§ **Goal of the exercise**
Reproduce every record below verbatim, keeping each line unchanged and in its original order.

%%

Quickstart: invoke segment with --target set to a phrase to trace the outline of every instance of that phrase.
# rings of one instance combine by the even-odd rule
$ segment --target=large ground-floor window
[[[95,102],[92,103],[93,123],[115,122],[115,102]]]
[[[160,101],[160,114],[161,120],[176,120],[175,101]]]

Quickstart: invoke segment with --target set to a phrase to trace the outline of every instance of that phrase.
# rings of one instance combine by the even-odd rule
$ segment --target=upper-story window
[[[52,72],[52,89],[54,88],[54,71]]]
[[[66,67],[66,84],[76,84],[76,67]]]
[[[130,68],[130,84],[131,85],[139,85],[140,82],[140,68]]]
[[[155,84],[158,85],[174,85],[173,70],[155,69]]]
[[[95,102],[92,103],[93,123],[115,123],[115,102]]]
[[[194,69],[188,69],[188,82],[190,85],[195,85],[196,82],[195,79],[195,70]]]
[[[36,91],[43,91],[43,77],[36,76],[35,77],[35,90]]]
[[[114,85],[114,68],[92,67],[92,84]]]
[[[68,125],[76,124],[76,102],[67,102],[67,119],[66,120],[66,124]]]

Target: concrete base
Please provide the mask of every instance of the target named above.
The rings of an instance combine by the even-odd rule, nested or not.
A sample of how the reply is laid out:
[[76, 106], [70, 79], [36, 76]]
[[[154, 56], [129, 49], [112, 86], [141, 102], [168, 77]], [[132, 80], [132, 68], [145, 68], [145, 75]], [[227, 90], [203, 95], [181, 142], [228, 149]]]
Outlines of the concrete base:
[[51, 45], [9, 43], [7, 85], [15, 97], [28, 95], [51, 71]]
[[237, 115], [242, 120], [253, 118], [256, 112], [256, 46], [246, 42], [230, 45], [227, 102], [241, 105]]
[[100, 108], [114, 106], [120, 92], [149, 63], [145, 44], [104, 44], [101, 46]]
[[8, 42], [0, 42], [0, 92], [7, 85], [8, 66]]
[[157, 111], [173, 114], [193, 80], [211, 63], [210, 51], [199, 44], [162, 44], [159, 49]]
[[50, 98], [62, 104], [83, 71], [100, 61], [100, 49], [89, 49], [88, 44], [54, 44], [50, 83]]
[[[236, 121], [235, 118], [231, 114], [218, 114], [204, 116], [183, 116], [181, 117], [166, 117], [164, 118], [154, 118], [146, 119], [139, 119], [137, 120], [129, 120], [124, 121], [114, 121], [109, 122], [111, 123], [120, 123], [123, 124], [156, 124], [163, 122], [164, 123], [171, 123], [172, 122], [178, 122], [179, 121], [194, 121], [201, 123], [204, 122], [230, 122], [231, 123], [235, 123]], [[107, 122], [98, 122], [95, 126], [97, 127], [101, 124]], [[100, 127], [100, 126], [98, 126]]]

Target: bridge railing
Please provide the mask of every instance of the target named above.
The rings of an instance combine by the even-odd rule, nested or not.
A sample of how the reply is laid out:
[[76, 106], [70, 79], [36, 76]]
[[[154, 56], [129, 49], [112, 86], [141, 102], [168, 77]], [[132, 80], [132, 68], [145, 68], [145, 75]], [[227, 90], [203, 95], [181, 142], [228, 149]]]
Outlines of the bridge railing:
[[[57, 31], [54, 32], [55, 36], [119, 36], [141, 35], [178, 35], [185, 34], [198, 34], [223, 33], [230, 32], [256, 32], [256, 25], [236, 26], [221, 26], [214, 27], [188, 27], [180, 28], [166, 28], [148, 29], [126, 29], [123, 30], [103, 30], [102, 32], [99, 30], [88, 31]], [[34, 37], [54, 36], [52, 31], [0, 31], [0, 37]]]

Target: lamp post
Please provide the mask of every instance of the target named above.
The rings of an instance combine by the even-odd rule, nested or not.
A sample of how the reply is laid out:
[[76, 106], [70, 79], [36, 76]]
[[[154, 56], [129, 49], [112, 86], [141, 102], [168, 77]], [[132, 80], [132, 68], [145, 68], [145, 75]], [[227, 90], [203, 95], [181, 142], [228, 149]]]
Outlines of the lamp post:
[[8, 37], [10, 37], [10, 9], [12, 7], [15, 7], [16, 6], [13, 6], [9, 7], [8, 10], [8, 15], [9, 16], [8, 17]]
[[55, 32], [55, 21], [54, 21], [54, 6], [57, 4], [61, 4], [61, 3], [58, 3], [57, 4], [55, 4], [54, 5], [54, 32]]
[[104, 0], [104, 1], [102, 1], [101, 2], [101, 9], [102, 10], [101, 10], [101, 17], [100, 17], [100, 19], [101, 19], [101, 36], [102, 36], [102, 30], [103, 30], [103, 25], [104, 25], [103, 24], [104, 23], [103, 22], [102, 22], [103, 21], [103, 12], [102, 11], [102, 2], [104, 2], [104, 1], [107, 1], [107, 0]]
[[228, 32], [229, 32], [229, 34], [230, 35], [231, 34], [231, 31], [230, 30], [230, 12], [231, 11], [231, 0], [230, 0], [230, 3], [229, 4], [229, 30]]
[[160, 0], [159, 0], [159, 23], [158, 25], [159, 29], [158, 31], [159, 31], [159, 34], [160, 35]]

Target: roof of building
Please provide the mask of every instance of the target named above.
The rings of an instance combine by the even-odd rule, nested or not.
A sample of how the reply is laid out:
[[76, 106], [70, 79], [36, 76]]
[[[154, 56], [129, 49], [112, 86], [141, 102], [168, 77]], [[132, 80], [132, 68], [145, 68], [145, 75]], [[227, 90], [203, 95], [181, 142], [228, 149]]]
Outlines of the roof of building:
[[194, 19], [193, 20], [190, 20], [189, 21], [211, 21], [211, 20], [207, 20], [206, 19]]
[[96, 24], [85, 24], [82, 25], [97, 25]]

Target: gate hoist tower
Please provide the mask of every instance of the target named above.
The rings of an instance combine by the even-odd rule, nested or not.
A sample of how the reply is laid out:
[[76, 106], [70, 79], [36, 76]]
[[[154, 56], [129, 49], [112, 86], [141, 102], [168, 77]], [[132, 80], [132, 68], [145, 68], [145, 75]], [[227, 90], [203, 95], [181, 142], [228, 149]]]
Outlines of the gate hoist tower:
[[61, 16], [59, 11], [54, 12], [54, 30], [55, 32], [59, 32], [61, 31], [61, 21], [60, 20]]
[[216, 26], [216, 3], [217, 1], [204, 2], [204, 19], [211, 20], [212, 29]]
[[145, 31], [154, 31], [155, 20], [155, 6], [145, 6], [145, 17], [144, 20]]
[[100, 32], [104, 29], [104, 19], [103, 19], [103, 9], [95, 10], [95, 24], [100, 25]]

%%

§ **Result below**
Quickstart: invoke segment with --target set to a phrase to trace the outline of every instance of that phrase.
# rings of one instance combine by the even-odd rule
$ segment --target=large ground-floor window
[[[95,102],[92,103],[93,123],[115,122],[115,102]]]
[[[160,101],[160,114],[161,120],[176,120],[175,101]]]

Quickstart: invoke segment with --target set to a phrase to trace the outline of every instance of that phrase.
# rings of one instance combine by the even-odd rule
$ segment --target=upper-story window
[[[52,72],[52,89],[54,88],[54,71]]]
[[[66,67],[66,84],[76,84],[76,67]]]
[[[130,68],[130,84],[131,85],[139,85],[140,82],[140,68]]]
[[[155,84],[158,85],[174,85],[173,70],[155,69]]]
[[[95,102],[92,103],[93,123],[115,123],[115,102]]]
[[[194,69],[188,69],[188,82],[190,85],[195,85],[196,82],[195,79],[195,70]]]
[[[36,91],[43,91],[43,77],[36,76],[35,77],[35,90]]]
[[[114,85],[114,68],[92,67],[92,84]]]
[[[68,125],[76,124],[76,102],[67,102],[67,119],[66,120],[66,124]]]

Target: concrete base
Please provide the mask of every instance of the target named above.
The rings of an instance combine by the even-odd rule, nested or not.
A sample of how the reply is laid out:
[[76, 106], [70, 79], [36, 76]]
[[[154, 56], [129, 49], [112, 86], [141, 102], [168, 77]], [[132, 80], [132, 68], [145, 68], [145, 75]], [[227, 90], [203, 95], [181, 142], [228, 149]]]
Outlines of the concrete base:
[[51, 45], [9, 43], [7, 85], [15, 97], [28, 95], [51, 71]]
[[237, 115], [242, 120], [253, 118], [256, 112], [256, 46], [246, 42], [230, 45], [227, 102], [241, 105]]
[[100, 108], [114, 106], [120, 92], [149, 63], [145, 44], [104, 44], [101, 46]]
[[8, 42], [0, 42], [0, 92], [7, 85], [8, 66]]
[[157, 111], [173, 114], [193, 80], [211, 63], [210, 51], [199, 44], [162, 44], [159, 49]]
[[50, 98], [62, 104], [83, 71], [100, 61], [100, 49], [89, 49], [88, 44], [54, 44], [50, 83]]
[[[236, 121], [235, 118], [231, 114], [218, 114], [204, 116], [183, 116], [181, 117], [166, 117], [164, 118], [154, 118], [146, 119], [139, 119], [137, 120], [129, 120], [124, 121], [114, 121], [109, 122], [111, 123], [120, 123], [123, 124], [156, 124], [163, 122], [164, 123], [171, 123], [172, 122], [178, 122], [179, 121], [194, 121], [201, 123], [204, 122], [230, 122], [231, 123], [235, 123]], [[107, 122], [98, 122], [95, 126], [97, 127], [101, 124]], [[100, 127], [100, 126], [98, 126]]]

Target: bridge railing
Please provide the mask of every instance of the target named above.
The rings of an instance combine by the even-odd rule, nested or not.
A sample of how the reply is laid out:
[[76, 106], [70, 79], [36, 76]]
[[[154, 56], [129, 49], [112, 86], [141, 102], [168, 77]], [[132, 80], [132, 68], [145, 68], [145, 75]], [[227, 90], [203, 95], [181, 142], [228, 149]]]
Outlines of the bridge railing:
[[[57, 31], [54, 32], [55, 36], [119, 36], [141, 35], [178, 35], [185, 34], [198, 34], [223, 33], [230, 32], [256, 32], [256, 25], [236, 26], [221, 26], [214, 27], [188, 27], [180, 28], [166, 28], [148, 29], [126, 29], [123, 30], [103, 30], [102, 32], [99, 30], [88, 31]], [[34, 37], [54, 36], [52, 31], [0, 31], [0, 37]]]

Target: lamp post
Please provide the mask of every instance of the target named above.
The rings of an instance combine by the even-odd rule, nested or not.
A sample of how the reply is laid out:
[[76, 106], [70, 79], [36, 76]]
[[[154, 56], [129, 49], [112, 86], [141, 102], [168, 77]], [[132, 80], [132, 68], [145, 68], [145, 75]], [[227, 90], [203, 95], [181, 142], [228, 149]]]
Outlines of the lamp post:
[[8, 37], [10, 37], [10, 9], [12, 7], [15, 7], [16, 6], [13, 6], [9, 7], [8, 10], [8, 15], [9, 16], [8, 17]]
[[55, 32], [55, 21], [54, 21], [54, 6], [57, 4], [61, 4], [61, 3], [58, 3], [57, 4], [55, 4], [54, 5], [54, 32]]
[[104, 0], [104, 1], [102, 1], [101, 2], [101, 9], [102, 10], [101, 10], [101, 17], [100, 17], [100, 19], [101, 19], [101, 36], [102, 36], [102, 30], [103, 30], [103, 25], [104, 25], [103, 24], [104, 23], [103, 22], [102, 22], [103, 21], [103, 12], [102, 11], [102, 2], [104, 2], [104, 1], [107, 1], [107, 0]]
[[228, 32], [229, 32], [229, 34], [230, 35], [231, 34], [231, 31], [230, 30], [230, 12], [231, 11], [231, 0], [230, 0], [230, 3], [229, 4], [229, 30]]
[[160, 0], [159, 0], [159, 23], [158, 25], [159, 29], [158, 31], [159, 31], [159, 34], [160, 35]]

Target: roof of building
Please provide the mask of every instance of the target named above.
The rings of an instance combine by the even-odd rule, nested or not.
A sample of how the reply is laid out:
[[76, 106], [70, 79], [36, 76]]
[[[154, 56], [129, 49], [112, 86], [141, 102], [168, 77]], [[132, 80], [132, 68], [145, 68], [145, 75]], [[227, 90], [203, 95], [181, 142], [228, 149]]]
Outlines of the roof of building:
[[194, 19], [193, 20], [190, 20], [189, 21], [211, 21], [211, 20], [207, 20], [206, 19]]
[[96, 24], [85, 24], [82, 25], [97, 25]]

Target: gate hoist tower
Please provide the mask of every instance of the target named above.
The rings of an instance combine by the even-odd rule, nested or not.
A sample of how the reply is laid out:
[[76, 106], [70, 79], [36, 76]]
[[[154, 56], [129, 49], [112, 86], [141, 102], [168, 77]], [[132, 80], [132, 68], [145, 68], [145, 75]], [[227, 90], [203, 95], [181, 142], [228, 149]]]
Outlines of the gate hoist tower:
[[61, 16], [59, 11], [54, 12], [54, 30], [55, 32], [59, 32], [61, 31], [61, 21], [60, 20]]
[[216, 26], [216, 3], [217, 1], [204, 2], [204, 19], [211, 20], [212, 29]]
[[145, 31], [154, 31], [155, 20], [155, 6], [145, 6], [145, 17], [144, 20]]
[[100, 32], [104, 29], [104, 19], [103, 19], [103, 9], [95, 10], [95, 24], [100, 25]]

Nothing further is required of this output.